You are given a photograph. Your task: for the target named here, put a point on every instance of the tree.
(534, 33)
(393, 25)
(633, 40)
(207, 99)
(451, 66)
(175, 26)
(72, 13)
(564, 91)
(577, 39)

- - - - -

Assigned task:
Please print the full listing shown above, exactly as it appears.

Solved exercise:
You are given a photograph. Your task: for the target named here, put a point on every instance of the tree.
(534, 33)
(393, 25)
(633, 40)
(207, 99)
(451, 66)
(175, 26)
(72, 13)
(564, 91)
(577, 39)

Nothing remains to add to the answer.